_GIVEN PASSAGE_
Which industries in your city and region seem well-positioned to thrive, or not, long term? What are companies you are excited about (your portfolio or not), which founders?
We only invest in healthtech. So, the answer is: healthtech 🙂

How should investors in other cities think about the overall investment climate and opportunities in your city?
They all think we have a wonderful climate. After all, it’s Barcelona. Regarding the investment climate in particular, I believe too few international investors appreciate the full spectrum and significance of the opportunities that this city affords for starting and scaling a company.

Do you expect to see a surge in more founders coming from geographies outside major cities in the years to come, with startup hubs losing people due to the pandemic and lingering concerns, plus the attraction of remote work?
Not really. I think most companies will continue to have HQs in the major hubs, but their teams are going to be more distributed. And hubs that were traditionally at disadvantage over the usual suspects will find themselves less so.

Which industry segments that you invest in look weaker or more exposed to potential shifts in consumer and business behavior because of COVID-19? What are the opportunities startups may be able to tap into during these unprecedented times?
We are specialized healthtech investors. All our investments to date are B2B companies selling to healthcare organizations.

How has COVID-19 impacted your investment strategy? What are the biggest worries of the founders in your portfolio? What is your advice to startups in your portfolio right now?
We decided to increase our reserves, to have more capital to support our portfolio companies in follow-on rounds. For more, see here.

What is a moment that has given you hope in the last month or so? This can be professional, personal or a mix of the two.
My team is amazing. With them by my side, I never lost hope.

Any other thoughts you want to share with TechCrunch readers?
I know 2020 is a tragedy but … Isn’t it something to see everyone finally engaged in the conversations that matter (healthcare, science, public health, politics, equality, diversity).

_TASKS FOR THIS EXERCISE_
- A) From the interview's final answer, list every conversation it names as one that matters.
- B) According to the interview, what did the investors decide to do with their reserves in response to COVID-19?

_PROVIDED MATERIAL_
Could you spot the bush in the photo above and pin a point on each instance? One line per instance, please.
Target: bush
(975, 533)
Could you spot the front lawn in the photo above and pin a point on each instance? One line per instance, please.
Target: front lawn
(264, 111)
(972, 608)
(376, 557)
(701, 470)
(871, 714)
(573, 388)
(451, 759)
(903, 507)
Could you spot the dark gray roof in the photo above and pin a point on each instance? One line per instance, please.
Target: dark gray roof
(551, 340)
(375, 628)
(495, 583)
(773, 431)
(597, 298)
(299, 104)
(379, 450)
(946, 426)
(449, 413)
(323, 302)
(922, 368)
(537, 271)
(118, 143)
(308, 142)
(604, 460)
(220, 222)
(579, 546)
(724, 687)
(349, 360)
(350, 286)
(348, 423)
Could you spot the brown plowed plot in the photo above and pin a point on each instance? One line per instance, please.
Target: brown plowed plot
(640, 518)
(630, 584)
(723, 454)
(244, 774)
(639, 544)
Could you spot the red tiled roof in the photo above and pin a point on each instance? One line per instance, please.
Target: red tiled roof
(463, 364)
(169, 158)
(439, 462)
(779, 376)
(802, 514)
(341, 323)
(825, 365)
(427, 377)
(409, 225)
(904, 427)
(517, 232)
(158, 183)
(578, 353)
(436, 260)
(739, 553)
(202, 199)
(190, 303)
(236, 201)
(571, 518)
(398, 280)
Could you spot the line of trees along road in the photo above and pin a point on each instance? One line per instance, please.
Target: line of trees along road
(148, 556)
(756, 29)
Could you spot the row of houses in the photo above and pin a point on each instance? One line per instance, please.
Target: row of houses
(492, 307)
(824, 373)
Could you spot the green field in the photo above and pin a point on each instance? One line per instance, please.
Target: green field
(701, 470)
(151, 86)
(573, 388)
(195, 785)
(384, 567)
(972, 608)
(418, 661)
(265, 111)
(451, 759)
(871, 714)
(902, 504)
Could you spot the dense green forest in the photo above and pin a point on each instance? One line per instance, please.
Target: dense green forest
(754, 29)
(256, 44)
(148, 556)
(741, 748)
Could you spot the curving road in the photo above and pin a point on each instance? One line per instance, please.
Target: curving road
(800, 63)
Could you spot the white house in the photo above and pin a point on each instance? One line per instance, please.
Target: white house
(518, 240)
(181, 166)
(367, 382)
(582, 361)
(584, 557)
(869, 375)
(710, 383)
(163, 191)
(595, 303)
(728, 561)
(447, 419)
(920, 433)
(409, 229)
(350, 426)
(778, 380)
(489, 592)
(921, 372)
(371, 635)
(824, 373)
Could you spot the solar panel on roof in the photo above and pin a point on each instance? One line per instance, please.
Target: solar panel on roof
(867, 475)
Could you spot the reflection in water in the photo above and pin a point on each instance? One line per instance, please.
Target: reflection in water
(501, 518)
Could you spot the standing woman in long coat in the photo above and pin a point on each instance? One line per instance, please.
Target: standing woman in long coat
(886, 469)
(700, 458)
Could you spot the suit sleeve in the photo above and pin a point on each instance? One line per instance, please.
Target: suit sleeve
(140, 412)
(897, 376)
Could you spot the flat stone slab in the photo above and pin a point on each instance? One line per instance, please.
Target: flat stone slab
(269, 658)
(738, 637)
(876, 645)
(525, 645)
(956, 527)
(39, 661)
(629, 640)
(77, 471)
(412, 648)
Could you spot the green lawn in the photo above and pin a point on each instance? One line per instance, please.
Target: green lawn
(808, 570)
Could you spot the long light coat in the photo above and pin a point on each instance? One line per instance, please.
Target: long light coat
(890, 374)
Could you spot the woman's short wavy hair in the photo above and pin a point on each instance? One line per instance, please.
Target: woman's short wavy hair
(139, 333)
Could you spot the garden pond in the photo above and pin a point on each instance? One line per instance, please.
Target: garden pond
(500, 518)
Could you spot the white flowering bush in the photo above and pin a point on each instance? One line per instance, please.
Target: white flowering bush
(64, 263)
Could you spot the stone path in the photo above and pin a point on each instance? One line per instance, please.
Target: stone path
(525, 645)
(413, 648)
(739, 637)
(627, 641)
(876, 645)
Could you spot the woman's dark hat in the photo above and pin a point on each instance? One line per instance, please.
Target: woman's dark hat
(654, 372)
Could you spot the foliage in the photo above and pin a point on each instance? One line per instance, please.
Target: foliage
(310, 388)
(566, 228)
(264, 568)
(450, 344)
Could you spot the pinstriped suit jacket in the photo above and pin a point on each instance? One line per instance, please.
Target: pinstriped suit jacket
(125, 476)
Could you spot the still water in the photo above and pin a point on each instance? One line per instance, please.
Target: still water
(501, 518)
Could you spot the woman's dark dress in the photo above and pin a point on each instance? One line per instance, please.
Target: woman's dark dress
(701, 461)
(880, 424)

_ACTIVITY ANSWERS_
- A) Healthcare, science, public health, politics, equality, diversity

- B) They decided to increase their reserves to have more capital to support their portfolio companies in follow-on rounds.